(EXERCISE BRIEF)
Each line in the records that mentions the word "dark" needs to be listed.

● ● ●

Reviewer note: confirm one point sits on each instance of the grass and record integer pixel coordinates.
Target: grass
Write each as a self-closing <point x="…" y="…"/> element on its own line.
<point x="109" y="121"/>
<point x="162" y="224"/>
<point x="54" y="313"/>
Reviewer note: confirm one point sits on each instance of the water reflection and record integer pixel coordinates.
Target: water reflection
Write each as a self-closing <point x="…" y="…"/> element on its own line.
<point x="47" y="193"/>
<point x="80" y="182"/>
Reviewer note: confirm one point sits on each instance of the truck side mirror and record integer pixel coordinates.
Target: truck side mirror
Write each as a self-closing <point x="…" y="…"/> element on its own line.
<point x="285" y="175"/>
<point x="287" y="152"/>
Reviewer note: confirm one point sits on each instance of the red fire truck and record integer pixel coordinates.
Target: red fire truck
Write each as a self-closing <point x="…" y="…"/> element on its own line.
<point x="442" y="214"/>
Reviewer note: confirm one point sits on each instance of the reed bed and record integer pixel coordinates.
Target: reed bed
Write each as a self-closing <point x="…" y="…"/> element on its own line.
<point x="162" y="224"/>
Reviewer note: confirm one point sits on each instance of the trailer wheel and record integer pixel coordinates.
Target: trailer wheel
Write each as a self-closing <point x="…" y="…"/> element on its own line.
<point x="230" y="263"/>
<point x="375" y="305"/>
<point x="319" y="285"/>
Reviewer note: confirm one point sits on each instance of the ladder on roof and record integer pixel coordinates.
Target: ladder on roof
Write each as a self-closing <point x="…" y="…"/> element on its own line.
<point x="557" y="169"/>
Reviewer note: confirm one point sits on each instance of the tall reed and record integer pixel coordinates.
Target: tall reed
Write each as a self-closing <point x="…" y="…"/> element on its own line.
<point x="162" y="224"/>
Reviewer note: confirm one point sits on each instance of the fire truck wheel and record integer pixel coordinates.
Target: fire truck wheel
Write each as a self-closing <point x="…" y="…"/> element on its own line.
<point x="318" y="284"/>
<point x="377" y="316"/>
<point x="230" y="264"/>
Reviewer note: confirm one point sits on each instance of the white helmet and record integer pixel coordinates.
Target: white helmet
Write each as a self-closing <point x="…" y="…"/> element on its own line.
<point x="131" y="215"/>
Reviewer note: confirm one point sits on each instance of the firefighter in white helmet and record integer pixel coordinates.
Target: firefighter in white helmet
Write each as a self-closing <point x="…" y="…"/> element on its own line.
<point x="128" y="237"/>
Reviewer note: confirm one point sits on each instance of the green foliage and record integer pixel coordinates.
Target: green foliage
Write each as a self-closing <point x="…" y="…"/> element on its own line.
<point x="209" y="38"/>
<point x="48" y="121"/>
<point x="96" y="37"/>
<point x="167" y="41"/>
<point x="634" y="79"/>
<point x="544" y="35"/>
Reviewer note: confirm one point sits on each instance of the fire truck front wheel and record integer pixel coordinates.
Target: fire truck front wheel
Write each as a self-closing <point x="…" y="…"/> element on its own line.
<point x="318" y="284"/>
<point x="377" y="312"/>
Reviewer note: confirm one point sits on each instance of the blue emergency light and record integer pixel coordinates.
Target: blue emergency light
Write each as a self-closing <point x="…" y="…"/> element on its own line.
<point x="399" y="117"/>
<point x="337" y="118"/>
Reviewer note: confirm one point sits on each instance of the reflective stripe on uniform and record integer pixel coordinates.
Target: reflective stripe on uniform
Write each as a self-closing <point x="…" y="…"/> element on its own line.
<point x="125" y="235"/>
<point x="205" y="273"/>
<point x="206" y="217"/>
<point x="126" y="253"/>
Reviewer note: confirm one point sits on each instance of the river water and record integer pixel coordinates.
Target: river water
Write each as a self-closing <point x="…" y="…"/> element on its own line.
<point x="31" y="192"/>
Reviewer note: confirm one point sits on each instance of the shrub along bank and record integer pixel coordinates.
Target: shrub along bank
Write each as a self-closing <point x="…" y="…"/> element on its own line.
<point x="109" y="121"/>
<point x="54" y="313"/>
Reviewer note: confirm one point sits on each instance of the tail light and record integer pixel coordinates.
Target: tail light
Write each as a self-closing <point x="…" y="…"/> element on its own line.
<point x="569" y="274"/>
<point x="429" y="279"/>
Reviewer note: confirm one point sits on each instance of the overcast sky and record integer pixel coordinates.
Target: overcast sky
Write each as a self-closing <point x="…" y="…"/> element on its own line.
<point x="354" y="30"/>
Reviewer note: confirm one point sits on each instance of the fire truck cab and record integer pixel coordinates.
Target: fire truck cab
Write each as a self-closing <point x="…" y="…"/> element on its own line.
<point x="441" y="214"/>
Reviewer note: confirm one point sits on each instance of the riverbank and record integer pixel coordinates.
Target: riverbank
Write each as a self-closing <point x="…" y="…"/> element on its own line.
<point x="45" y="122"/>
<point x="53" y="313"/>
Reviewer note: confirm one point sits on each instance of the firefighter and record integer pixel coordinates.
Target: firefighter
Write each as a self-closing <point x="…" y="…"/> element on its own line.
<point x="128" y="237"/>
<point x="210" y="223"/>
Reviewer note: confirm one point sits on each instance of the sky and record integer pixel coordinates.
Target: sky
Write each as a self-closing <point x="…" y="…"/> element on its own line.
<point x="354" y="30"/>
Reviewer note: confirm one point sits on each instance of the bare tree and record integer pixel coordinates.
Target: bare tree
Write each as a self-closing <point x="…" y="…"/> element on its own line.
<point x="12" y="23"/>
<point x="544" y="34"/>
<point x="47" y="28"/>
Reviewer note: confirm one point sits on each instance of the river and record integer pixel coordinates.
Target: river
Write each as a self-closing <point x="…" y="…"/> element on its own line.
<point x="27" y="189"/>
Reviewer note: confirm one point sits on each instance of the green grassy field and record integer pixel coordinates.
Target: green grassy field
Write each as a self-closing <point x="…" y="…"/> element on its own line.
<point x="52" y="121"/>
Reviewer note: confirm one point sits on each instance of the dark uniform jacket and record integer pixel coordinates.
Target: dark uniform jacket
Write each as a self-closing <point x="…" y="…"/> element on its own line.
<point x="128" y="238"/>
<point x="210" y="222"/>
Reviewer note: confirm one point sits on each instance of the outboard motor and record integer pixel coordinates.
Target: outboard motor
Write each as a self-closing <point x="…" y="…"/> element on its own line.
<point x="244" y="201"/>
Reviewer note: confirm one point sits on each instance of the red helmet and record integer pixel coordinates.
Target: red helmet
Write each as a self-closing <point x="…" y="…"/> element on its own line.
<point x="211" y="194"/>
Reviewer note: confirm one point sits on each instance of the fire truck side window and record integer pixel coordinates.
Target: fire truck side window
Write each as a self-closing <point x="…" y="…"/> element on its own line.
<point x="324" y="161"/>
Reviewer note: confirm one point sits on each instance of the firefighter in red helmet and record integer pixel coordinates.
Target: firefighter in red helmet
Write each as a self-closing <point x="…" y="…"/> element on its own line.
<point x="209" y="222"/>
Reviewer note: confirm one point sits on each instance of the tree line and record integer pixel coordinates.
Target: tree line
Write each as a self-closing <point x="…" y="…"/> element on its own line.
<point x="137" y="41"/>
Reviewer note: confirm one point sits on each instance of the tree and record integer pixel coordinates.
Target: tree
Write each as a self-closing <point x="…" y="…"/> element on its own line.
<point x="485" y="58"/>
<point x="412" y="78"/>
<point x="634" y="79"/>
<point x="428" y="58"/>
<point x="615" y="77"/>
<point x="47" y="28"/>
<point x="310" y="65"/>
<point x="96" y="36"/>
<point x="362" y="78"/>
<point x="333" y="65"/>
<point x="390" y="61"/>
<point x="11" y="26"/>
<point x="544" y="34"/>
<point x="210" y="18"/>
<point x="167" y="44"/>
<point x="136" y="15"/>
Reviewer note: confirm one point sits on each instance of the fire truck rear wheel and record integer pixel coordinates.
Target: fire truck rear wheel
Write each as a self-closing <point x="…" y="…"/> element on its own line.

● ● ●

(TASK RESPONSE)
Reviewer note: confirm one point sits on each instance of the dark uniform jacket and record integer pixel coordinates.
Target: dark uniform jacket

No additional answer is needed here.